▶ _EXERCISE INPUT_
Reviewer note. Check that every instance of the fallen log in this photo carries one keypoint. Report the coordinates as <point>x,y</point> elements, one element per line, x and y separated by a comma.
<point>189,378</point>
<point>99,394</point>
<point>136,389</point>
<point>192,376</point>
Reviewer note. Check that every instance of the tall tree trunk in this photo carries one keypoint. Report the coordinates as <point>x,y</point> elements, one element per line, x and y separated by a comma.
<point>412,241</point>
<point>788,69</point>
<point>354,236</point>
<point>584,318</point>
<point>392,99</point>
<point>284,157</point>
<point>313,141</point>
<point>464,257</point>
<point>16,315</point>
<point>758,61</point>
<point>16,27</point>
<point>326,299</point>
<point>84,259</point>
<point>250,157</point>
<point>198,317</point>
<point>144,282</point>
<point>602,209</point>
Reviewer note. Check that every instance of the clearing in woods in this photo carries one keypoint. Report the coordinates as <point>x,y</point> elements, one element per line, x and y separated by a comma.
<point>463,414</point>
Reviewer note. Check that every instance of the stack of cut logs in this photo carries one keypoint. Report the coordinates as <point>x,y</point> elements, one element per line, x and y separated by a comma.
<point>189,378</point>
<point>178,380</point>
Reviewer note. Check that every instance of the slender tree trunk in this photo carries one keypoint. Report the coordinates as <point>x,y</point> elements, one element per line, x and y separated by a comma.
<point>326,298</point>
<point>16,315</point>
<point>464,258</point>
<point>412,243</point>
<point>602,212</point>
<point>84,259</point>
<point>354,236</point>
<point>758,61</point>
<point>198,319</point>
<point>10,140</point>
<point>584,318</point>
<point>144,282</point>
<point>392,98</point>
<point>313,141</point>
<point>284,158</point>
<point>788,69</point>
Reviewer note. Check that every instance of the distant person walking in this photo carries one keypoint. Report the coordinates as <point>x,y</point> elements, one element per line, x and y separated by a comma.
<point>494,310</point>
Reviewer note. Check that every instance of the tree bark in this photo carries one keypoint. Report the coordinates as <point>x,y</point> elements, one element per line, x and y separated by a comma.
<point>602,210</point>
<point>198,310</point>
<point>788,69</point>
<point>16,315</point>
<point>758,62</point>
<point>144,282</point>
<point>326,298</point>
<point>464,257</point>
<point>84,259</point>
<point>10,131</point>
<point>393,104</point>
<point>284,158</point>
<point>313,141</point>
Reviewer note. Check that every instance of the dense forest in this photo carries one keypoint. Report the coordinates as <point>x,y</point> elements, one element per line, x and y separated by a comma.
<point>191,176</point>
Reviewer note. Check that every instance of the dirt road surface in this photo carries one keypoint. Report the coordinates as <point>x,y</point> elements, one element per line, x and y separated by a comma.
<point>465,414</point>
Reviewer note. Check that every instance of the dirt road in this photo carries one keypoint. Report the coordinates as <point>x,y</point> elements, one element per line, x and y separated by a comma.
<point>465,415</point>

▶ _INSTRUCTIONS FOR THE TASK_
Please render every entry above as a two-column CSV with the header entry_text,answer and one row per entry. Put each entry's text and its answer in its own double-quoted field, turning line breaks into spaces.

▶ _FINAL RESULT_
entry_text,answer
"Reviewer note. Check that every instance of the fallen log in this photo carries one keypoint. Report the coordinates as <point>x,y</point> elements, one element per line, x and y separated by a comma.","<point>189,378</point> <point>99,394</point> <point>136,389</point> <point>192,376</point>"
"Reviewer note. Check that every instance of the tall tree trunk in this photo carries one keypoint. Report the coordinates as <point>x,y</point> elements, one element per line, x and y separated by a comma.","<point>412,241</point> <point>788,69</point> <point>354,236</point> <point>584,318</point> <point>392,99</point> <point>284,157</point> <point>313,141</point> <point>464,257</point> <point>16,315</point> <point>758,61</point> <point>16,27</point> <point>326,299</point> <point>84,259</point> <point>250,157</point> <point>198,317</point> <point>144,282</point> <point>602,209</point>"
"Reviewer note. Check that every instance of the clearing in woods in this photo carries one keypoint. Report the coordinates as <point>x,y</point> elements, one element per line, x and y separated by a comma.","<point>463,414</point>"
"Reviewer note. Check that every instance of the stack of cut logs in this photo carries one keypoint. Report the coordinates as <point>x,y</point> elements, one element per line, x and y separated by a comma.","<point>189,378</point> <point>178,380</point>"
"Reviewer note. Check that every instance of the slender tree trunk in this photo carries one keypoint. Report the coordinates as <point>x,y</point> elements, one element per line, x and y separated by a comma.","<point>326,298</point> <point>16,315</point> <point>464,258</point> <point>412,243</point> <point>602,212</point> <point>84,259</point> <point>354,236</point> <point>758,61</point> <point>198,319</point> <point>10,140</point> <point>584,318</point> <point>144,282</point> <point>392,98</point> <point>313,141</point> <point>284,158</point> <point>788,69</point>"
"Reviewer note. Check that every instance of the distant person walking in this photo carries one keypoint. Report the coordinates as <point>x,y</point> elements, one element per line, x and y separated by a comma.","<point>494,310</point>"
"Reviewer note. Check that every instance of the tree bark in this photo carries one keypoint. Report the coordinates as <point>x,y</point> elements, one element per line, x and y separated by a comma.","<point>602,210</point> <point>198,310</point> <point>788,69</point> <point>16,315</point> <point>758,62</point> <point>144,282</point> <point>326,298</point> <point>464,257</point> <point>84,259</point> <point>10,131</point> <point>393,104</point> <point>284,158</point> <point>313,141</point>"
"Reviewer note. Check that every instance of the dense forest in this photo carries one keypoint. Report the coordinates as <point>x,y</point> elements, one element per line, x and y separated by a comma.","<point>191,176</point>"
"Reviewer note. Check that every instance of the dirt road surface in this photo carries one keypoint. Report the coordinates as <point>x,y</point> elements, one element per line, x and y separated by a comma.","<point>465,414</point>"
"Reviewer note. Check that every instance of the dirt road in this photo carries one keypoint. Report the coordinates as <point>x,y</point> elements, one element per line, x and y separated by a comma.","<point>465,415</point>"